> [What the exercise asks]
Extract verbatim every line of the records from the one holding "roof, it would be much appreciated." through the end of the records, inclusive.

= = =

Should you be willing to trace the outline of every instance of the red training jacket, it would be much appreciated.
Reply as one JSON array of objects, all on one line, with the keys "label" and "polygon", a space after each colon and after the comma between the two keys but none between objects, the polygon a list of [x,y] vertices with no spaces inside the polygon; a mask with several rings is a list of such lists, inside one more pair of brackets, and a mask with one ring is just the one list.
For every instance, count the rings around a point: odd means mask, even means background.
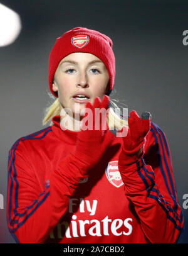
[{"label": "red training jacket", "polygon": [[[7,220],[18,243],[175,243],[183,227],[164,133],[151,122],[145,154],[122,176],[122,138],[86,177],[66,156],[77,131],[53,125],[9,152]],[[111,132],[108,131],[107,132]]]}]

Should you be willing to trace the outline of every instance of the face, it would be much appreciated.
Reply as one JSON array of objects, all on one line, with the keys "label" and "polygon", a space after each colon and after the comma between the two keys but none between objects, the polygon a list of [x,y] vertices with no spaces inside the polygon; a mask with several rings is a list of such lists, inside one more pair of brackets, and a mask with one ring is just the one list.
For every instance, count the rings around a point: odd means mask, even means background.
[{"label": "face", "polygon": [[[86,103],[102,99],[108,90],[109,75],[106,66],[91,53],[73,53],[63,58],[55,74],[53,91],[58,92],[63,108],[80,113]],[[75,110],[76,109],[76,110]]]}]

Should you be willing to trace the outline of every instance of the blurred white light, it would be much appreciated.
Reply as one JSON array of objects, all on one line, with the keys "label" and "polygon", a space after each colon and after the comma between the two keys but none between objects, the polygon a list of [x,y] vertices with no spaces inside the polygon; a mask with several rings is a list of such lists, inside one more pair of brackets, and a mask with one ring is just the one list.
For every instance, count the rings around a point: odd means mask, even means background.
[{"label": "blurred white light", "polygon": [[0,4],[0,47],[13,43],[18,36],[21,28],[19,16]]}]

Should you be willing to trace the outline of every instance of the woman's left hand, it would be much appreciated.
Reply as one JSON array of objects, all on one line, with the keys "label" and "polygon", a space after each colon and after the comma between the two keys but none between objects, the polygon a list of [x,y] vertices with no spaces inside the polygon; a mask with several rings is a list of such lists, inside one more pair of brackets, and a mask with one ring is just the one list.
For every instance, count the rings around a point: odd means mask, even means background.
[{"label": "woman's left hand", "polygon": [[[150,128],[150,116],[149,119],[140,118],[137,111],[133,110],[130,113],[128,123],[127,135],[122,138],[123,143],[119,157],[120,166],[129,165],[144,155],[145,137]],[[123,129],[127,128],[123,127]]]}]

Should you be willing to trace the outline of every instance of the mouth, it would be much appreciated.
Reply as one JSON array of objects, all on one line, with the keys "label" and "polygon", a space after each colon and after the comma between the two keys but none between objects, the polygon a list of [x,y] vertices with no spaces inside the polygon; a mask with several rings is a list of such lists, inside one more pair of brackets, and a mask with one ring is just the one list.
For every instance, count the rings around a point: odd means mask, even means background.
[{"label": "mouth", "polygon": [[86,95],[85,93],[84,94],[75,94],[73,99],[74,101],[78,103],[85,103],[90,100],[90,97]]}]

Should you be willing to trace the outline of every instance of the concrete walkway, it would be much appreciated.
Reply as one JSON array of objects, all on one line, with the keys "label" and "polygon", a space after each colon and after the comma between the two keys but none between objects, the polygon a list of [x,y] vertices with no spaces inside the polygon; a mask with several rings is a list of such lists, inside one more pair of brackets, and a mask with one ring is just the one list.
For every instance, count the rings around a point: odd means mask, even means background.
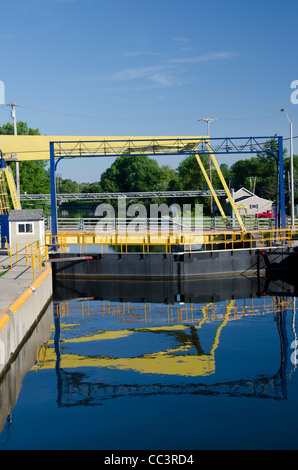
[{"label": "concrete walkway", "polygon": [[[32,284],[33,269],[31,263],[26,267],[26,258],[19,254],[18,264],[16,257],[12,256],[12,269],[10,269],[10,257],[6,250],[0,249],[0,313],[6,311],[9,306]],[[39,275],[39,268],[36,270],[36,276]]]}]

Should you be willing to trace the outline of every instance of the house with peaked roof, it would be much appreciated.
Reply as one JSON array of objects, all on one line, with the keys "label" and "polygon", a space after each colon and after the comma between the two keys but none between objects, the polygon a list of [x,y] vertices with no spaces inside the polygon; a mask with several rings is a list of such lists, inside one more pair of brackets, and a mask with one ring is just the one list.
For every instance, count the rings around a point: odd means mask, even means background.
[{"label": "house with peaked roof", "polygon": [[240,215],[254,216],[272,210],[273,201],[256,196],[246,188],[234,193],[234,201]]},{"label": "house with peaked roof", "polygon": [[42,209],[11,210],[9,217],[9,244],[23,249],[38,241],[45,244],[44,212]]}]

= = =

> [The response]
Should you be willing to trace the outline of every instance of the house with peaked roof, it would be much appreciated.
Reply as one JSON array of objects, all on one line, with the keys "label" and "polygon", a space after each colon and after the comma between the two keys but none between objects, the polygon a list of [x,y] vertices with no spaces inside the polygon; a mask with several rings is a list of such lists, inside one more pair of brackets, and a mask with one ring is just the one list.
For every instance, count the rings around a point: odd means mask, even means background.
[{"label": "house with peaked roof", "polygon": [[240,215],[254,216],[272,210],[273,201],[256,196],[246,188],[234,193],[234,201]]},{"label": "house with peaked roof", "polygon": [[42,209],[11,210],[9,217],[9,244],[23,249],[38,241],[45,244],[44,212]]}]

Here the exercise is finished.